*Required task*
Working from the entries that follow, transcribe exactly and only the lines from the one with "the arched window" through the last, pictures excluded.

(Object pointing dataset rows)
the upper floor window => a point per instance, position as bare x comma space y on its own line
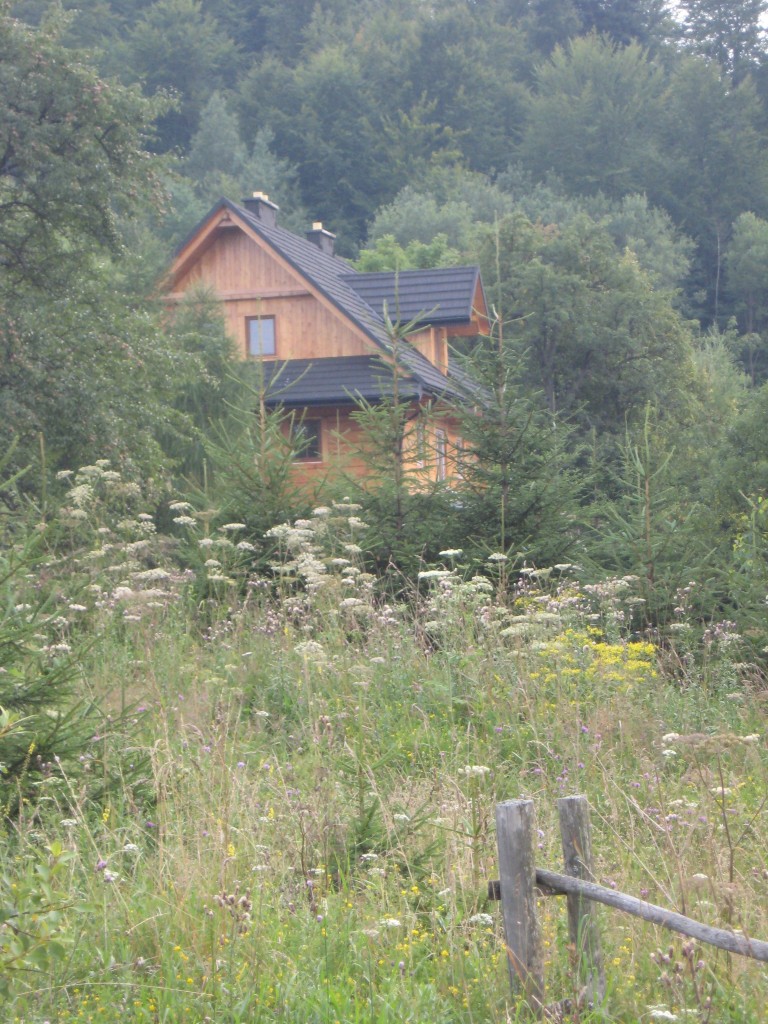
260, 335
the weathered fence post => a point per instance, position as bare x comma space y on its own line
514, 834
577, 850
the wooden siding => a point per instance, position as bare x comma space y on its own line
306, 327
342, 438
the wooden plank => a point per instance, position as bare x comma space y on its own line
730, 941
585, 937
514, 829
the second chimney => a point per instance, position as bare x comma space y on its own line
323, 239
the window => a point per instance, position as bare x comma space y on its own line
306, 437
461, 456
421, 443
260, 335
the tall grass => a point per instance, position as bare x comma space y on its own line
310, 769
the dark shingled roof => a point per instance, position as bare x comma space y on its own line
437, 296
361, 296
333, 381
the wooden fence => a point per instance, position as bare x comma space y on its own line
521, 882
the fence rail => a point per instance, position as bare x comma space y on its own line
520, 881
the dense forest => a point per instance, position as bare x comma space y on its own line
252, 738
605, 163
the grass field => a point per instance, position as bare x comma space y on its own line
287, 810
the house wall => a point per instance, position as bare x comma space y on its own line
341, 437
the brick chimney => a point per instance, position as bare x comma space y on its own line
260, 207
323, 239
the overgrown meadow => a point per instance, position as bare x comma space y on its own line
239, 794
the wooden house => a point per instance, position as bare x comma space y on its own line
329, 337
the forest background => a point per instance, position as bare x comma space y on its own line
250, 740
605, 163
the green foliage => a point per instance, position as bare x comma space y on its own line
592, 118
450, 202
388, 254
591, 331
175, 48
732, 34
519, 488
37, 937
715, 165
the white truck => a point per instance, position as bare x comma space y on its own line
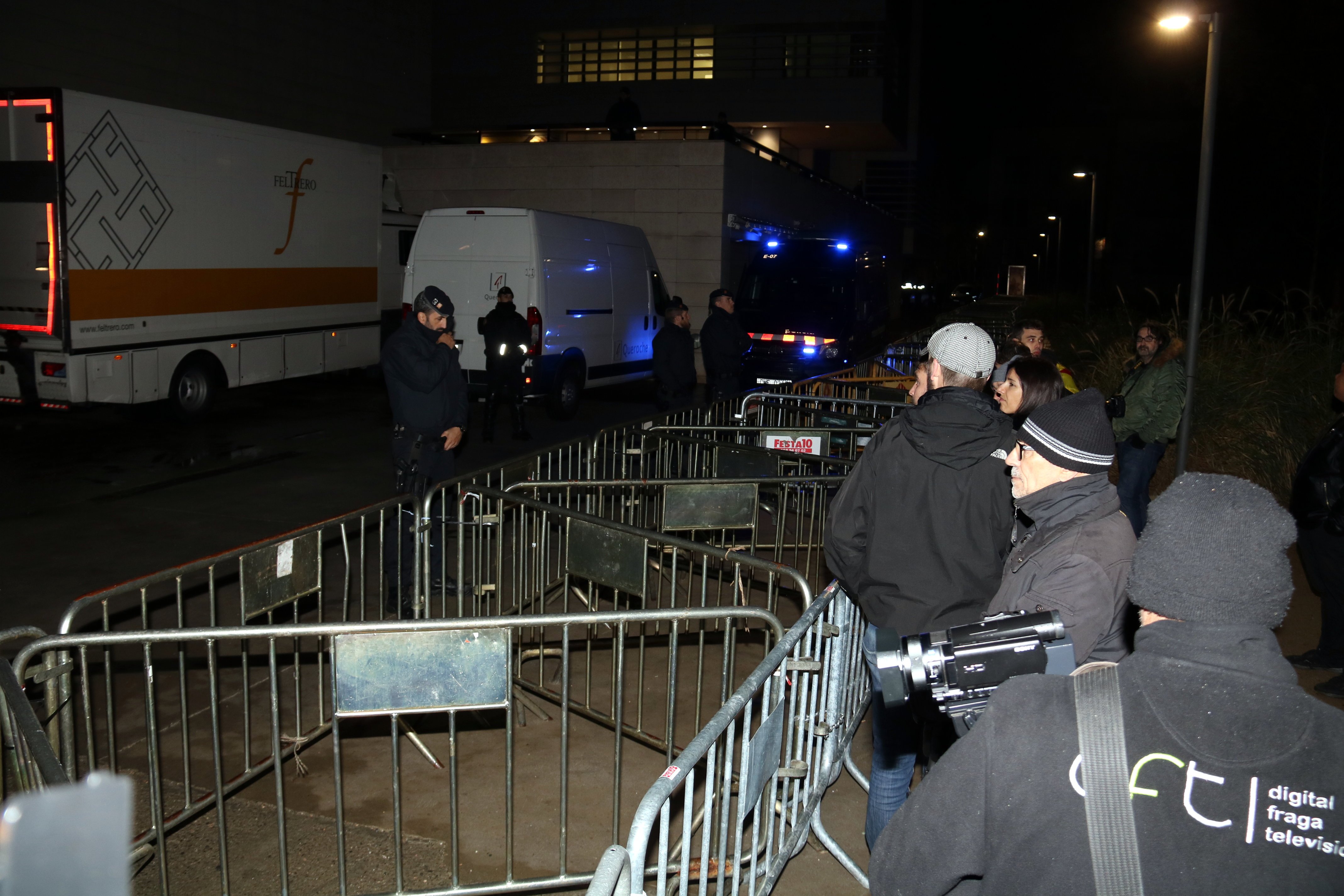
591, 289
152, 255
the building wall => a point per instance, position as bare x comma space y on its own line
671, 190
349, 69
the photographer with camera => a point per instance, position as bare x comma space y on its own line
918, 531
1074, 555
1195, 766
1147, 414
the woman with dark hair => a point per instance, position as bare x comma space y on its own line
1031, 382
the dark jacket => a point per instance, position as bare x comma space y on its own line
424, 381
1319, 485
1238, 781
506, 327
674, 359
921, 526
1155, 397
722, 344
1074, 558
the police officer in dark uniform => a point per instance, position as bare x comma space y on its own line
507, 336
429, 410
674, 359
722, 344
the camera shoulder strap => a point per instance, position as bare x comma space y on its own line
1105, 773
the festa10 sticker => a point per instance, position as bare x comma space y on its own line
796, 442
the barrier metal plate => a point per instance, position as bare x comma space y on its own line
764, 755
405, 672
275, 575
608, 557
740, 462
709, 507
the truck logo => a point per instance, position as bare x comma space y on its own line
116, 207
298, 185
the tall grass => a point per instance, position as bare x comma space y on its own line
1264, 374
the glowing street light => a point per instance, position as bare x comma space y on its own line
1206, 170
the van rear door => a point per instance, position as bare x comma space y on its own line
579, 288
632, 331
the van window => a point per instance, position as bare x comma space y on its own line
660, 293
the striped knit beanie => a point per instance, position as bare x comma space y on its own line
1073, 433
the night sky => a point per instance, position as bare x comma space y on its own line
1019, 96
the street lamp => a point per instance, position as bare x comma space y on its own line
1092, 237
1206, 171
1060, 245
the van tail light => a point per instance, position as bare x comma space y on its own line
534, 322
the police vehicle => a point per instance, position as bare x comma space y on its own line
814, 305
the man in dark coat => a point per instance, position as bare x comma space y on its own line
624, 116
507, 338
918, 531
674, 359
428, 395
722, 346
1074, 555
1236, 774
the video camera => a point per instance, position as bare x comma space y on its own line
963, 665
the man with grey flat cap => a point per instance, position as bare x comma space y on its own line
920, 529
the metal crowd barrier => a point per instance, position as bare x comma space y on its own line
738, 803
393, 671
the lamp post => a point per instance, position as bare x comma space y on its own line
1060, 244
1206, 172
1092, 238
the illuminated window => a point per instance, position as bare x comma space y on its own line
631, 54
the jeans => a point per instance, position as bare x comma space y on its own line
1136, 472
896, 737
1323, 561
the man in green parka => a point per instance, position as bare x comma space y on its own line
1154, 398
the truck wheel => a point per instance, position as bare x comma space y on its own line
193, 391
564, 401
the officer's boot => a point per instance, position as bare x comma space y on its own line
517, 413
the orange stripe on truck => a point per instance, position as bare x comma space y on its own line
98, 295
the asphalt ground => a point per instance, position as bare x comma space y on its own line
98, 496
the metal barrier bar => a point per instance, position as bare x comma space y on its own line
814, 691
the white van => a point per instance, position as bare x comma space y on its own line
591, 289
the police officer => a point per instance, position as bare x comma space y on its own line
724, 343
507, 336
674, 359
429, 410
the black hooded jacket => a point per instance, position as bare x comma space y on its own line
920, 529
722, 344
506, 327
424, 381
1237, 780
674, 359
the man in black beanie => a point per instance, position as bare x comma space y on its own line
1236, 776
1073, 554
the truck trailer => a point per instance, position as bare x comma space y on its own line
151, 255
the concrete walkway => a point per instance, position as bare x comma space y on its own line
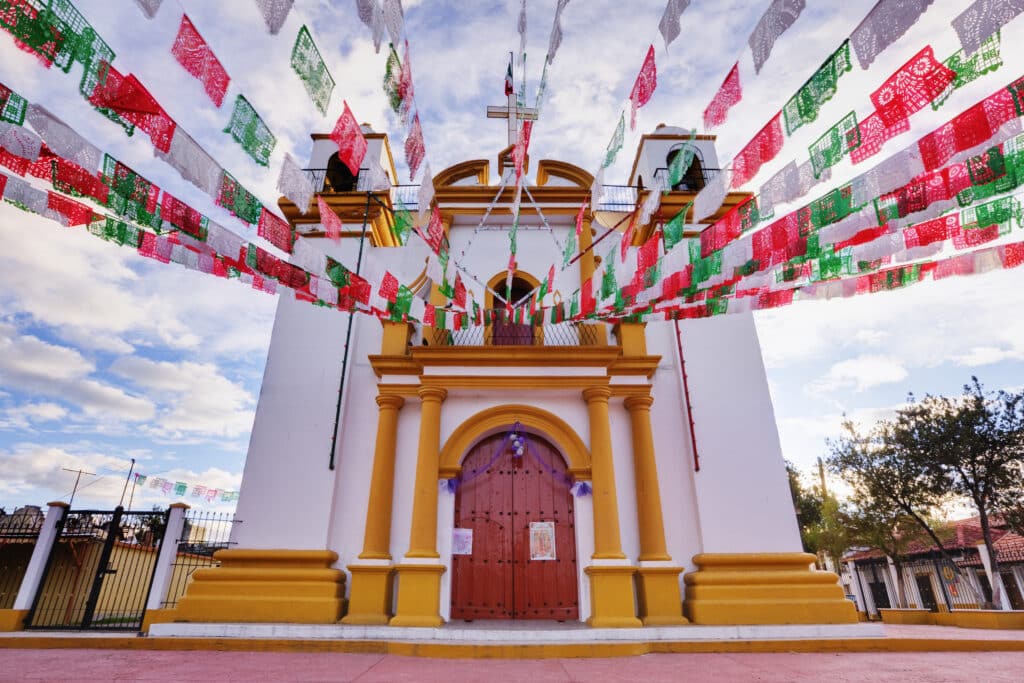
86, 666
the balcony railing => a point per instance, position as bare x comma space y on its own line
616, 198
563, 334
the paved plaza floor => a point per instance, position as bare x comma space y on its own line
85, 666
69, 656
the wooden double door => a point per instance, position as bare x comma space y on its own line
503, 504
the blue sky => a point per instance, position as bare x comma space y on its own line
104, 355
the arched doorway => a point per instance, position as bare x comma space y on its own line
339, 178
512, 506
505, 332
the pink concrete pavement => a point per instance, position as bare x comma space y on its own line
85, 666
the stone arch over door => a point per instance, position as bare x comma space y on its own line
537, 420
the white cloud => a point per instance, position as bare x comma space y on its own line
195, 398
31, 467
39, 368
860, 374
28, 415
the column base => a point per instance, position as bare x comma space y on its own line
266, 586
419, 595
611, 602
658, 596
12, 620
370, 594
764, 588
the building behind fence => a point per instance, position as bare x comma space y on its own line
931, 581
75, 559
204, 534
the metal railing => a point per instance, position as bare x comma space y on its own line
99, 570
619, 198
564, 334
688, 184
616, 198
18, 531
203, 535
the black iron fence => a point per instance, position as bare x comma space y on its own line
203, 535
937, 585
99, 570
18, 532
928, 583
564, 334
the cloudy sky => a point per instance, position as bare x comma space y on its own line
107, 356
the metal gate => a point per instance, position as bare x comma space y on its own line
99, 570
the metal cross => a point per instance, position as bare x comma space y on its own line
514, 114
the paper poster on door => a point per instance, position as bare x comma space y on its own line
542, 541
462, 542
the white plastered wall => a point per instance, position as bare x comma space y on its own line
287, 493
742, 494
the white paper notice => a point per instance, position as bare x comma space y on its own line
462, 542
542, 541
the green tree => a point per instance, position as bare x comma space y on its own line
879, 524
807, 506
888, 481
971, 445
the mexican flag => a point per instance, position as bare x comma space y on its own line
509, 87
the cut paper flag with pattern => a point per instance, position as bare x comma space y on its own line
311, 70
198, 58
643, 87
728, 95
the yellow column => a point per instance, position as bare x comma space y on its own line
610, 585
658, 596
370, 596
420, 584
377, 538
423, 535
607, 541
645, 471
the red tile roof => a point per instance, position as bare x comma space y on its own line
960, 535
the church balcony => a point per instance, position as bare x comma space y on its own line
563, 334
694, 180
408, 195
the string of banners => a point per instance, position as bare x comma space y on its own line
184, 488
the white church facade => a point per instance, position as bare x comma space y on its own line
620, 474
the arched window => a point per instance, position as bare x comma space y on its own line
339, 178
504, 332
693, 179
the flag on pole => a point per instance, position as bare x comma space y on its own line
509, 86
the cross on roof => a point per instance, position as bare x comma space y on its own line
514, 114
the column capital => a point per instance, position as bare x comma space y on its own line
390, 400
432, 393
638, 402
599, 394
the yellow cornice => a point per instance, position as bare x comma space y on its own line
394, 365
635, 366
504, 382
543, 195
512, 356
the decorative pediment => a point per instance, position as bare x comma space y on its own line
549, 168
467, 169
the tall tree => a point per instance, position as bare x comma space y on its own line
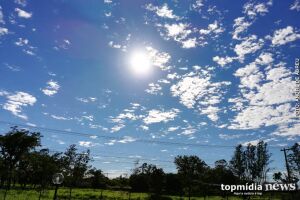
262, 161
294, 161
237, 163
13, 146
190, 168
75, 166
147, 178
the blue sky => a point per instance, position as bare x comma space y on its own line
212, 74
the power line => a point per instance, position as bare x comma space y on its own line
75, 133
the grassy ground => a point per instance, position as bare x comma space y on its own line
91, 194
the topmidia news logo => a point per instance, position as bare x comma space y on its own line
257, 187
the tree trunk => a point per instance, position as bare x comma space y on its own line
70, 193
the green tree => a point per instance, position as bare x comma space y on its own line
293, 158
75, 166
237, 163
97, 179
190, 169
14, 146
262, 161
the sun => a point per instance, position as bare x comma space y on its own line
140, 63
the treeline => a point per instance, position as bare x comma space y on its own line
23, 166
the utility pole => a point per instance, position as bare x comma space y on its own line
287, 164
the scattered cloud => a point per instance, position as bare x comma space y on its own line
250, 45
159, 59
196, 91
240, 25
162, 11
214, 28
157, 116
154, 88
127, 139
87, 144
23, 14
285, 35
51, 88
16, 101
222, 61
295, 6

*Exercise answer*
the arched window => a point per instance, position as bare x comma space y on its own line
339, 178
504, 332
693, 179
the flag on pole => a point per instance, position as bare x comma space y on its own line
509, 86
the cross on roof => a point per instance, position as bare x comma space y on its own line
514, 114
the column capital => a point per instance, position as bare x comma space y on its own line
390, 400
432, 393
638, 402
599, 394
the yellow cornice => a point per instance, position as bare x comma space y on its own line
394, 365
635, 366
504, 382
543, 195
512, 356
the decorative pediment => a point per instance, position as bare x comma space y on its own line
549, 168
467, 169
the tall tree => a point per instance, position as bare x comma space y on its own line
262, 161
294, 161
237, 163
13, 146
190, 168
75, 166
147, 178
the blue sky => a point per instance, position as bare x comma space y on its own line
212, 74
the power line => a point per instance, position as bare x comma space y on its own line
75, 133
the grassy ground => a point per instance, position as bare x comma space y on its own line
91, 194
the topmidia news logo => a point per instance, position as bare x comma space y on its own line
257, 187
the tree trunk => a point per instance, position as bare x comma space y on its own line
70, 193
the green tree => a point per instance, position as bare x comma space y on its own line
293, 158
75, 166
237, 163
97, 179
190, 169
14, 146
262, 161
the sun => a point per instance, position as bare x comma space y on its own line
140, 63
the treeline => a point per instance, position as bare x comma space y on its own line
23, 166
the utility pole => a point per instance, position as bare x comma space y on its own line
287, 164
the scattered cloud => a point per instance, position as bare x comma space y on its own line
250, 45
159, 59
196, 91
240, 25
162, 11
214, 28
157, 116
154, 88
127, 139
87, 144
23, 14
285, 35
51, 88
16, 101
222, 61
295, 6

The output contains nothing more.